PROBLEM DESCRIPTION
In the data from the line holding "Exercise. Mark the eye" through the end, replace "woman" with "person" and write those lines out again with nothing else changed.

Point annotation dataset records
::::

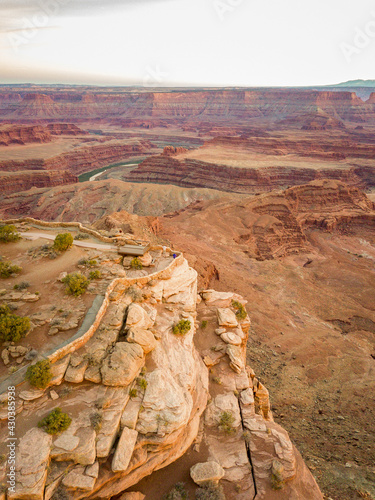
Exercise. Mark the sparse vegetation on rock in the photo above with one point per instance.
(7, 270)
(12, 327)
(22, 285)
(226, 422)
(241, 311)
(142, 382)
(57, 421)
(39, 375)
(177, 493)
(81, 236)
(133, 393)
(76, 283)
(211, 491)
(136, 263)
(134, 293)
(63, 242)
(96, 420)
(95, 275)
(182, 327)
(9, 233)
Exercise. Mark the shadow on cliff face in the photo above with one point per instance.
(312, 339)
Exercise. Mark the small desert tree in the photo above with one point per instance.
(57, 421)
(62, 242)
(182, 327)
(12, 327)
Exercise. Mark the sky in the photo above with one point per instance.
(187, 42)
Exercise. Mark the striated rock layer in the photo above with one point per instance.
(140, 392)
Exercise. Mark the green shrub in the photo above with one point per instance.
(226, 422)
(12, 327)
(7, 270)
(182, 327)
(95, 275)
(55, 422)
(62, 242)
(136, 263)
(241, 311)
(133, 393)
(81, 236)
(39, 375)
(22, 286)
(76, 284)
(210, 492)
(9, 233)
(177, 493)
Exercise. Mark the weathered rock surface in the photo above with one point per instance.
(226, 317)
(142, 337)
(121, 366)
(32, 458)
(124, 450)
(206, 473)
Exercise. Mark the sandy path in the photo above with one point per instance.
(34, 235)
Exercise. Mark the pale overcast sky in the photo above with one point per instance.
(187, 42)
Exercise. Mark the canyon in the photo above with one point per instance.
(269, 196)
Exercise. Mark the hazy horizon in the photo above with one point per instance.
(186, 43)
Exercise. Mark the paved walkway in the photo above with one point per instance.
(34, 235)
(19, 376)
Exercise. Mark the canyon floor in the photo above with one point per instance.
(269, 195)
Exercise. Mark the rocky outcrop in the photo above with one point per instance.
(191, 173)
(145, 108)
(274, 225)
(133, 422)
(24, 135)
(64, 129)
(32, 459)
(22, 181)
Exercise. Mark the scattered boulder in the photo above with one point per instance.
(32, 458)
(77, 479)
(76, 369)
(227, 403)
(236, 357)
(226, 317)
(84, 453)
(143, 337)
(206, 473)
(231, 338)
(137, 317)
(124, 450)
(166, 405)
(121, 366)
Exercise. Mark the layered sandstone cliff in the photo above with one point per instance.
(139, 395)
(18, 181)
(23, 135)
(240, 105)
(195, 173)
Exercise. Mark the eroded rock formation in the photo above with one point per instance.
(141, 390)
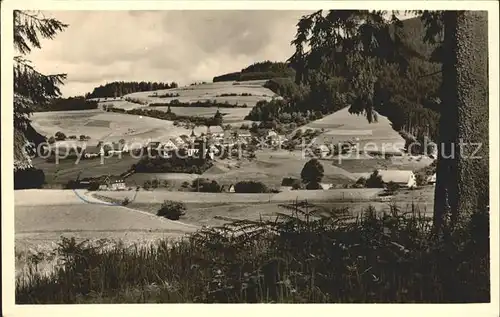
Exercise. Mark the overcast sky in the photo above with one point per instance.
(180, 46)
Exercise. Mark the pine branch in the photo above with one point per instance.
(28, 28)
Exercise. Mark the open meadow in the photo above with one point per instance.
(106, 126)
(343, 126)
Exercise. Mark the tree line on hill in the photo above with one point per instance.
(216, 120)
(203, 104)
(121, 88)
(64, 104)
(410, 101)
(258, 71)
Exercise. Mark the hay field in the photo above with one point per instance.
(210, 91)
(66, 170)
(48, 214)
(158, 196)
(42, 217)
(230, 115)
(105, 126)
(270, 167)
(342, 126)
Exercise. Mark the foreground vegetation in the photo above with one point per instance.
(315, 255)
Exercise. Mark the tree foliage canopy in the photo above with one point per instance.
(32, 88)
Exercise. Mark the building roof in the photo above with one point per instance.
(92, 149)
(22, 160)
(395, 176)
(289, 181)
(325, 186)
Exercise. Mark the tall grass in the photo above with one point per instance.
(308, 255)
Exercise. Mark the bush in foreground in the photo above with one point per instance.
(306, 255)
(172, 210)
(250, 187)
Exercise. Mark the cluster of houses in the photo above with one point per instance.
(215, 142)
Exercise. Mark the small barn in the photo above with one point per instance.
(402, 178)
(288, 183)
(431, 179)
(322, 150)
(325, 186)
(112, 183)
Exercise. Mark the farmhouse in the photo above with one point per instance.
(322, 150)
(431, 179)
(402, 178)
(271, 134)
(93, 151)
(169, 145)
(112, 183)
(288, 183)
(325, 186)
(179, 141)
(245, 135)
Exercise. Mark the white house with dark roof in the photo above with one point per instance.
(402, 178)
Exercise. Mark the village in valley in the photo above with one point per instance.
(211, 162)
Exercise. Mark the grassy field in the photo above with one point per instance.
(211, 91)
(363, 165)
(205, 210)
(42, 217)
(378, 258)
(342, 126)
(66, 170)
(230, 115)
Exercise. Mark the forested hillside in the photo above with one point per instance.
(65, 104)
(260, 70)
(121, 88)
(409, 100)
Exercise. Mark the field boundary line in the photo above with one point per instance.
(98, 202)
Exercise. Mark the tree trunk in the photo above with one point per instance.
(462, 185)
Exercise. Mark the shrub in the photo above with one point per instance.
(205, 185)
(29, 178)
(312, 171)
(361, 182)
(94, 186)
(313, 186)
(125, 201)
(421, 179)
(392, 187)
(172, 210)
(381, 258)
(375, 181)
(250, 187)
(60, 136)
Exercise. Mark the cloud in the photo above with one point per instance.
(181, 46)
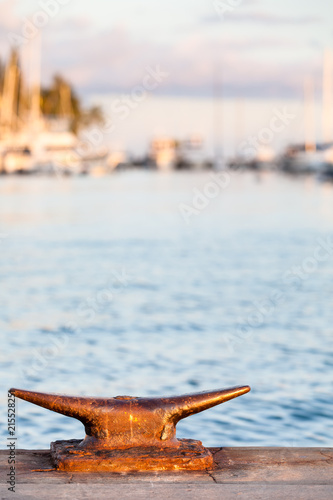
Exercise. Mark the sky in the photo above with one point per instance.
(241, 49)
(258, 48)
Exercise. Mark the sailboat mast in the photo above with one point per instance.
(309, 116)
(36, 82)
(327, 97)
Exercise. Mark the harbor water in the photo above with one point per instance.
(145, 283)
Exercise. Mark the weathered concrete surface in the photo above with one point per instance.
(242, 473)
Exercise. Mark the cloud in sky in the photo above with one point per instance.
(115, 61)
(99, 60)
(239, 16)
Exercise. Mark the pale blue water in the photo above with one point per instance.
(131, 300)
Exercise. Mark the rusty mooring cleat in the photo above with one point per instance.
(126, 433)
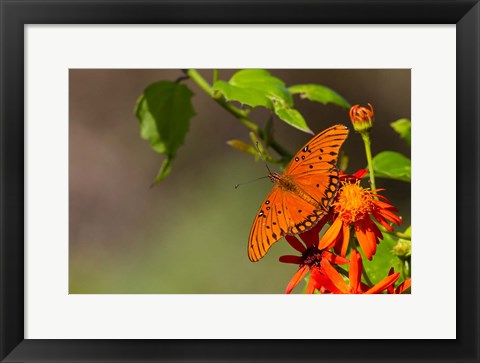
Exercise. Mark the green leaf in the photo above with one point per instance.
(318, 93)
(243, 146)
(382, 261)
(293, 118)
(257, 87)
(392, 165)
(249, 97)
(164, 170)
(164, 111)
(261, 80)
(254, 87)
(403, 128)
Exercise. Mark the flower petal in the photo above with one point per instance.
(311, 237)
(297, 260)
(390, 216)
(295, 243)
(323, 283)
(330, 235)
(355, 272)
(346, 238)
(337, 260)
(384, 284)
(310, 287)
(335, 277)
(299, 275)
(366, 238)
(403, 286)
(360, 173)
(382, 221)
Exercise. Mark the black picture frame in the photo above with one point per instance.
(15, 14)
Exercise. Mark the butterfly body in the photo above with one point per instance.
(301, 195)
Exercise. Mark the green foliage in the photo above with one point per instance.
(257, 88)
(392, 165)
(164, 111)
(318, 93)
(382, 261)
(403, 128)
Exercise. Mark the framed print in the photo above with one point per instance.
(131, 133)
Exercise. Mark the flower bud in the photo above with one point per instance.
(362, 118)
(402, 249)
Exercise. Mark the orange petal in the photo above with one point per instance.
(310, 287)
(346, 239)
(337, 260)
(355, 272)
(297, 260)
(390, 216)
(334, 276)
(323, 283)
(384, 284)
(330, 235)
(311, 237)
(295, 243)
(403, 286)
(299, 275)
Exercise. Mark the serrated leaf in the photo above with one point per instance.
(382, 261)
(293, 118)
(254, 87)
(403, 128)
(164, 170)
(164, 111)
(392, 165)
(243, 146)
(257, 87)
(318, 93)
(246, 96)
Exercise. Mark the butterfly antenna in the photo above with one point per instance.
(261, 156)
(250, 181)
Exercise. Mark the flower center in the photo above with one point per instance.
(354, 202)
(312, 257)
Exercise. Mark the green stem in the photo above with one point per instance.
(396, 234)
(368, 152)
(367, 279)
(238, 113)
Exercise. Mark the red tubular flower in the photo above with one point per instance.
(400, 289)
(311, 258)
(355, 206)
(332, 281)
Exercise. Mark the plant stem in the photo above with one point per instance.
(368, 152)
(367, 279)
(238, 113)
(396, 234)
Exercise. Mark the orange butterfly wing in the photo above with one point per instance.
(313, 171)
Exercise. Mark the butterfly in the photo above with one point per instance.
(302, 194)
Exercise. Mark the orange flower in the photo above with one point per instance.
(400, 289)
(332, 281)
(362, 118)
(311, 258)
(354, 206)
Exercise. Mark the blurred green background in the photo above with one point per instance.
(189, 234)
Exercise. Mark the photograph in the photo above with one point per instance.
(239, 181)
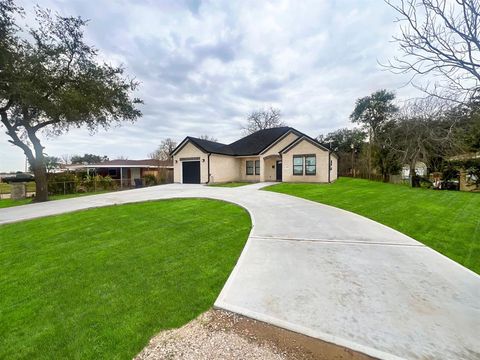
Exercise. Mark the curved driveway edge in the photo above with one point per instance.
(330, 274)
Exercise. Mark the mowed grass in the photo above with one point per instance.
(447, 221)
(98, 284)
(231, 184)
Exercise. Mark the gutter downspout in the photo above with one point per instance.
(208, 165)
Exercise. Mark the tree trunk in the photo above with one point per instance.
(41, 184)
(39, 168)
(413, 175)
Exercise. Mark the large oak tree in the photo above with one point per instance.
(51, 81)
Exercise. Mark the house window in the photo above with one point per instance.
(298, 165)
(310, 165)
(249, 167)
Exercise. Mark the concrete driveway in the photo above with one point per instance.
(330, 274)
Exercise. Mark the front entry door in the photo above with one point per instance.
(279, 170)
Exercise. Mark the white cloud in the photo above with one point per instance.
(204, 65)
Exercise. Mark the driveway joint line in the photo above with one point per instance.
(335, 241)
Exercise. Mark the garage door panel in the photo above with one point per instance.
(191, 172)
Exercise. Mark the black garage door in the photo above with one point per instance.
(191, 172)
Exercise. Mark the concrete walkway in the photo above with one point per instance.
(330, 274)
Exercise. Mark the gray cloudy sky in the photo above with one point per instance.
(204, 65)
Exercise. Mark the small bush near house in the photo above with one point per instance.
(62, 183)
(151, 180)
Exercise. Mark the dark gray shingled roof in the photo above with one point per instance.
(252, 144)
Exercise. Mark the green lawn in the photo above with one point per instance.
(98, 284)
(447, 221)
(9, 202)
(231, 184)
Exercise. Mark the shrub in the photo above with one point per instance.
(150, 180)
(62, 183)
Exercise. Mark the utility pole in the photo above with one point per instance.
(353, 159)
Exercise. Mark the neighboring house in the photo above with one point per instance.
(277, 154)
(128, 170)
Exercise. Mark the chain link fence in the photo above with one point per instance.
(84, 186)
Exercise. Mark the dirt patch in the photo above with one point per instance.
(218, 334)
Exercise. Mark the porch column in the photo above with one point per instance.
(262, 169)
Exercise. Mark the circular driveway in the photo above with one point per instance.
(330, 274)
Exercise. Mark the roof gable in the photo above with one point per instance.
(303, 138)
(253, 144)
(257, 142)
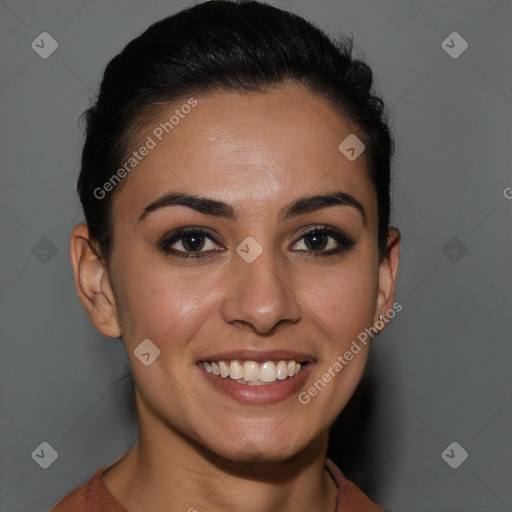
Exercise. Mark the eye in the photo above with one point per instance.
(198, 243)
(317, 241)
(188, 243)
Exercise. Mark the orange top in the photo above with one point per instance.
(95, 497)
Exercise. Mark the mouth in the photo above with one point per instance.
(263, 378)
(252, 373)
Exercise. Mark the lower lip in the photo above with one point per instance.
(264, 394)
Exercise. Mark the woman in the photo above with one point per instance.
(235, 183)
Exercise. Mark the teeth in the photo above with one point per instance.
(252, 373)
(282, 370)
(235, 370)
(224, 369)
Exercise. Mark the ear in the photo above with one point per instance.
(92, 282)
(388, 271)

::::

EXERCISE OUTPUT
Exercise. Mark the eye in the photo above with one point per instance.
(198, 243)
(317, 241)
(188, 243)
Exercise. Mark the orange top in the photo above with one point per instance.
(95, 497)
Exercise. Mark the mouth in the photo above with one point per instance.
(263, 378)
(252, 373)
Exercise. Mark the lower lip in the photo above with one point per instance.
(264, 394)
Exercise. Mark the person in the photo above with one point per instance.
(235, 183)
Exercise. Mark the teeth in the photo above with one point per instance.
(252, 373)
(282, 370)
(235, 370)
(224, 369)
Exercise. Mark the ear in the photo above with one point per instance.
(92, 282)
(388, 271)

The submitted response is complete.